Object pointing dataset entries
Start

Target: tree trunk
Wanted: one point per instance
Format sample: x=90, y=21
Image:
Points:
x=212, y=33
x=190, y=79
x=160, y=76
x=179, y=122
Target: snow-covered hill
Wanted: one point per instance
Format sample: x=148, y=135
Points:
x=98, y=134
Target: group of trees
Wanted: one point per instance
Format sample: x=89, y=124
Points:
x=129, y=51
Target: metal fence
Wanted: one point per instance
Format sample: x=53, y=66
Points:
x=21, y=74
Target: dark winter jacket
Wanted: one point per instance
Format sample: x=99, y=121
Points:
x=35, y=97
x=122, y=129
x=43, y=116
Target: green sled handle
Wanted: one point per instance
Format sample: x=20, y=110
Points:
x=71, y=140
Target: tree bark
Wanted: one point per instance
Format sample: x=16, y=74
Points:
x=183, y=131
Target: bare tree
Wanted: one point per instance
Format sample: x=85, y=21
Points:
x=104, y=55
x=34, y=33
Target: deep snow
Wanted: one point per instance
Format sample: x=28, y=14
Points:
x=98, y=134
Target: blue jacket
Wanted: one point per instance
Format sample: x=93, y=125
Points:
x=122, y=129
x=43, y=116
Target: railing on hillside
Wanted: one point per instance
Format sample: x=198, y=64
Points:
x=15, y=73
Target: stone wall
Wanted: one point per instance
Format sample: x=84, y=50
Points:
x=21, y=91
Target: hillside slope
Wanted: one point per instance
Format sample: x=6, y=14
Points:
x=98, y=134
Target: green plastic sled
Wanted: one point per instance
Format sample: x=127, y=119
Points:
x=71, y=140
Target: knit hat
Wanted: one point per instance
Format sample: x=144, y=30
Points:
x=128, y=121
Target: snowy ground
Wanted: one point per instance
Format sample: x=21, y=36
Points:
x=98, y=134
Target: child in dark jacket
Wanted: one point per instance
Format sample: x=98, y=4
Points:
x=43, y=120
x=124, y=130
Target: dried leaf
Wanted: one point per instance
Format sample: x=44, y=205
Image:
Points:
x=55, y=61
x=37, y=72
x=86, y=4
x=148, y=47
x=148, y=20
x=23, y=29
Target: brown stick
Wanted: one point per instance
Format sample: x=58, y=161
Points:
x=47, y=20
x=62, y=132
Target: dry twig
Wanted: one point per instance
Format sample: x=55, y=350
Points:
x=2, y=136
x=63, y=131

End

= The request =
Please rewrite the material from the line with "Target: brown stick" through the end, keeping every line but reducing each point coordinate in the answers by 90. Leave the format samples unchanged, and reproduce only these lines.

= Output for this exercise =
Target: brown stick
Wanted: one point per instance
Format sample: x=58, y=161
Points:
x=-43, y=-70
x=-28, y=42
Target: dry twig
Wanted: one point per instance
Format sample: x=55, y=350
Points:
x=-88, y=46
x=-27, y=41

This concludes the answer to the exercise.